§ Task statement
Reproduce the whole listing exactly and let no picture into the copy.

§ Extracted material
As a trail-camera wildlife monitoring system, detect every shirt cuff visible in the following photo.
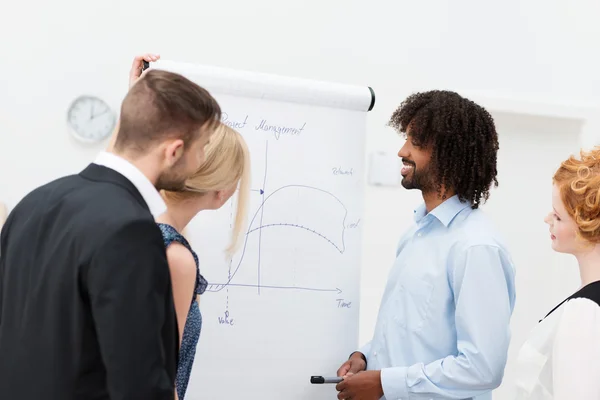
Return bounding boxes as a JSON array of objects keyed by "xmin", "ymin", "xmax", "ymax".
[
  {"xmin": 381, "ymin": 366, "xmax": 409, "ymax": 399},
  {"xmin": 358, "ymin": 342, "xmax": 371, "ymax": 359}
]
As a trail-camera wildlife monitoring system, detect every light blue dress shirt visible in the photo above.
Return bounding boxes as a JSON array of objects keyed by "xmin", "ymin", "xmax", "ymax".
[{"xmin": 360, "ymin": 195, "xmax": 516, "ymax": 400}]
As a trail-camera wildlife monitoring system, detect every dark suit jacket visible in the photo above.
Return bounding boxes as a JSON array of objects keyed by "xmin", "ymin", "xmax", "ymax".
[{"xmin": 0, "ymin": 164, "xmax": 178, "ymax": 400}]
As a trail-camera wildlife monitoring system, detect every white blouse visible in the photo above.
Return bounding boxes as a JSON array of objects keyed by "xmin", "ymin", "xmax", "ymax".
[{"xmin": 514, "ymin": 291, "xmax": 600, "ymax": 399}]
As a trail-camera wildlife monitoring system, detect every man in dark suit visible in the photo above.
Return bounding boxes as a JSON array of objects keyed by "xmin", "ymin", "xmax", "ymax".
[{"xmin": 0, "ymin": 66, "xmax": 221, "ymax": 400}]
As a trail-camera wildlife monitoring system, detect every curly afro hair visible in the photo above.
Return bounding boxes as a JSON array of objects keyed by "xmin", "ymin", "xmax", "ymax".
[{"xmin": 388, "ymin": 90, "xmax": 499, "ymax": 209}]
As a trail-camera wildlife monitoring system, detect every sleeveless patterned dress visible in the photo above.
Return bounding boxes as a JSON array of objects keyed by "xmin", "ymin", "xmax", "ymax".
[{"xmin": 157, "ymin": 223, "xmax": 208, "ymax": 400}]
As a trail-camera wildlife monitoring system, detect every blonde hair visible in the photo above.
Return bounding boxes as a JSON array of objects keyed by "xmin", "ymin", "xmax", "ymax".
[
  {"xmin": 165, "ymin": 123, "xmax": 251, "ymax": 255},
  {"xmin": 553, "ymin": 146, "xmax": 600, "ymax": 244},
  {"xmin": 0, "ymin": 202, "xmax": 7, "ymax": 230}
]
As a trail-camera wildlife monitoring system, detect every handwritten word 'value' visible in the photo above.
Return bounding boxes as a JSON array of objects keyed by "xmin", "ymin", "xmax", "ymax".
[{"xmin": 218, "ymin": 311, "xmax": 234, "ymax": 326}]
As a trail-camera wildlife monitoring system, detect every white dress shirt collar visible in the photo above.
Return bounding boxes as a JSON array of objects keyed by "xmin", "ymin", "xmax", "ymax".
[{"xmin": 93, "ymin": 151, "xmax": 167, "ymax": 218}]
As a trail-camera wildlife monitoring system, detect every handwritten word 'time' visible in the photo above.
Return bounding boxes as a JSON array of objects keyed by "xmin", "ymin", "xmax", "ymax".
[
  {"xmin": 336, "ymin": 299, "xmax": 352, "ymax": 308},
  {"xmin": 255, "ymin": 120, "xmax": 305, "ymax": 140},
  {"xmin": 218, "ymin": 311, "xmax": 234, "ymax": 326},
  {"xmin": 332, "ymin": 167, "xmax": 353, "ymax": 176},
  {"xmin": 222, "ymin": 113, "xmax": 248, "ymax": 130}
]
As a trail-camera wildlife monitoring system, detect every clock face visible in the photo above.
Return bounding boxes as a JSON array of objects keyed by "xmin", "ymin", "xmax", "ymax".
[{"xmin": 67, "ymin": 95, "xmax": 116, "ymax": 144}]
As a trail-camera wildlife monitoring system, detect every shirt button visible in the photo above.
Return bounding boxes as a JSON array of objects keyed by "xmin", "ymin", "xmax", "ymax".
[
  {"xmin": 373, "ymin": 351, "xmax": 377, "ymax": 356},
  {"xmin": 417, "ymin": 232, "xmax": 422, "ymax": 237}
]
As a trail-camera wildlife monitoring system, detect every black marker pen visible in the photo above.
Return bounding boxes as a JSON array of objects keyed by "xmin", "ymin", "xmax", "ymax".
[{"xmin": 310, "ymin": 376, "xmax": 343, "ymax": 384}]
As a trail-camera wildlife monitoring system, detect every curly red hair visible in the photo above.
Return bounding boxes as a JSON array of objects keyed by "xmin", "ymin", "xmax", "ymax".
[{"xmin": 553, "ymin": 146, "xmax": 600, "ymax": 243}]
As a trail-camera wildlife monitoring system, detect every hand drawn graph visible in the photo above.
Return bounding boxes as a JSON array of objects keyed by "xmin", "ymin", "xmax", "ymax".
[{"xmin": 206, "ymin": 140, "xmax": 349, "ymax": 298}]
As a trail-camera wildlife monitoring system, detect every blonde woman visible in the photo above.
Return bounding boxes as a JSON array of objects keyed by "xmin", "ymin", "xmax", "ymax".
[
  {"xmin": 158, "ymin": 122, "xmax": 250, "ymax": 400},
  {"xmin": 109, "ymin": 54, "xmax": 250, "ymax": 399},
  {"xmin": 514, "ymin": 147, "xmax": 600, "ymax": 399}
]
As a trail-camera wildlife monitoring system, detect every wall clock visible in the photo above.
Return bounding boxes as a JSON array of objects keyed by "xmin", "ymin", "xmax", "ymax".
[{"xmin": 67, "ymin": 95, "xmax": 116, "ymax": 144}]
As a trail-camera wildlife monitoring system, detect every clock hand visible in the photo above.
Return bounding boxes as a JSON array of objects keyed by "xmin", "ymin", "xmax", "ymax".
[
  {"xmin": 90, "ymin": 103, "xmax": 95, "ymax": 120},
  {"xmin": 92, "ymin": 108, "xmax": 109, "ymax": 119}
]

§ Response to the exercise
As a trail-camera wildlife monitoring system, detect every shirt cuff visible in the following photo.
Return bounding boxes as a JSON array of objects keyed by "xmin", "ymin", "xmax", "ymax".
[
  {"xmin": 381, "ymin": 366, "xmax": 409, "ymax": 399},
  {"xmin": 358, "ymin": 342, "xmax": 371, "ymax": 359}
]
As a trail-camera wildlife monitoring system, detect every light blue dress shirt visible in the photo above.
Return bounding boxes as a JSON array of objects keyed by "xmin", "ymin", "xmax", "ymax".
[{"xmin": 360, "ymin": 195, "xmax": 516, "ymax": 400}]
As a trail-camera wildlife monitoring system, detect every dark suit jacket visible in the photo above.
Return bounding boxes as a JSON array of objects keyed by "xmin", "ymin", "xmax", "ymax".
[{"xmin": 0, "ymin": 164, "xmax": 178, "ymax": 400}]
As a trail-camera wildlife monitoring system, detect every white blouse visible in the photo above.
Return bounding boxes as a JSON array of objects keyed by "xmin", "ymin", "xmax", "ymax".
[{"xmin": 514, "ymin": 291, "xmax": 600, "ymax": 399}]
As a trail-camera wildlife monitoring system, detect every man in dark suit visible in the photo above.
Return bounding boxes as a JSON array of objects keyed by "xmin", "ymin", "xmax", "ymax".
[{"xmin": 0, "ymin": 66, "xmax": 221, "ymax": 400}]
As a trail-camera wildlife monitoring system, detect every curly afro hair visible in the photo above.
Return bounding boxes as a JSON array of objects keyed by "xmin", "ymin", "xmax", "ymax".
[{"xmin": 388, "ymin": 90, "xmax": 499, "ymax": 209}]
As a trail-camera wildlife monitoring system, detect every sleeveless patterned dress visible in the photo above.
Return bounding boxes as a JSON array of objects keyed by "xmin", "ymin", "xmax", "ymax".
[{"xmin": 157, "ymin": 223, "xmax": 208, "ymax": 400}]
As a trail-camera wildlife monitoring system, detect every blonde hair visible in the photo above.
Return bounding boxes as a JSON array of objects keyed by "xmin", "ymin", "xmax", "ymax".
[
  {"xmin": 165, "ymin": 123, "xmax": 251, "ymax": 255},
  {"xmin": 553, "ymin": 146, "xmax": 600, "ymax": 244},
  {"xmin": 0, "ymin": 202, "xmax": 7, "ymax": 230}
]
As a trail-camera wildlife monitoring system, detect every handwritten word 'value' visible in the photo above.
Return bounding boxes as a JSON array of objects keyed by "xmin", "ymin", "xmax", "ymax".
[{"xmin": 218, "ymin": 311, "xmax": 234, "ymax": 326}]
As a trail-camera wildlife monitoring system, detect every white dress shirt collar visible in the photo above.
Return bounding boxes as a JSON array of objects keyed by "xmin", "ymin", "xmax", "ymax".
[{"xmin": 93, "ymin": 151, "xmax": 167, "ymax": 218}]
As a trail-camera wildlife monitoring system, detect every handwritten word 'time' visible in the photo above.
Return bounding boxes as a JSON array of objects keyed by "xmin", "ymin", "xmax", "ymax".
[
  {"xmin": 336, "ymin": 299, "xmax": 352, "ymax": 308},
  {"xmin": 255, "ymin": 120, "xmax": 305, "ymax": 140},
  {"xmin": 218, "ymin": 311, "xmax": 234, "ymax": 326},
  {"xmin": 332, "ymin": 167, "xmax": 353, "ymax": 176},
  {"xmin": 222, "ymin": 113, "xmax": 248, "ymax": 130}
]
As a trail-camera wildlife monitoring system, detect every clock face visible in the photo above.
Return bounding boxes as a JSON array of objects keyed by "xmin", "ymin", "xmax", "ymax".
[{"xmin": 67, "ymin": 95, "xmax": 116, "ymax": 144}]
As a trail-camera wildlife monitoring system, detect every shirt button visible in the photo above.
Return bounding boxes as a JSON array of objects keyed by "xmin", "ymin", "xmax", "ymax".
[
  {"xmin": 373, "ymin": 351, "xmax": 377, "ymax": 356},
  {"xmin": 417, "ymin": 232, "xmax": 422, "ymax": 237}
]
As a trail-camera wildlife monitoring system, detect every black marker pen visible in the photo above.
Return bounding boxes as a JSON array of objects keyed by "xmin", "ymin", "xmax", "ymax".
[{"xmin": 310, "ymin": 376, "xmax": 343, "ymax": 384}]
As a trail-camera wildlife monitoring system, detect every curly red hair visible in the photo above.
Return bounding boxes as a JSON array of objects keyed by "xmin", "ymin", "xmax", "ymax".
[{"xmin": 553, "ymin": 146, "xmax": 600, "ymax": 243}]
As a trail-camera wildlife monitoring system, detect every hand drawn graph visible in the photo above.
Return bounding boxes as a JSON array of objects keyed by "xmin", "ymin", "xmax", "ymax".
[{"xmin": 206, "ymin": 140, "xmax": 349, "ymax": 298}]
As a trail-camera wildlife monitoring system, detect every blonde woman visible in the photo above.
Return bounding boxes as a JSON array of objects keyed by "xmin", "ymin", "xmax", "ymax".
[
  {"xmin": 158, "ymin": 122, "xmax": 250, "ymax": 400},
  {"xmin": 109, "ymin": 54, "xmax": 250, "ymax": 399},
  {"xmin": 514, "ymin": 147, "xmax": 600, "ymax": 399}
]
As a trail-camera wildlife monitoring system, detect every wall clock visible in the photo above.
Return bounding boxes as a JSON array of objects keyed by "xmin", "ymin", "xmax", "ymax".
[{"xmin": 67, "ymin": 95, "xmax": 116, "ymax": 144}]
As a trail-camera wildlife monitoring system, detect every clock hand visible in the photo above.
Return bounding boxes as a JSON array of objects keyed by "xmin", "ymin", "xmax", "ymax".
[
  {"xmin": 90, "ymin": 103, "xmax": 95, "ymax": 120},
  {"xmin": 92, "ymin": 108, "xmax": 109, "ymax": 119}
]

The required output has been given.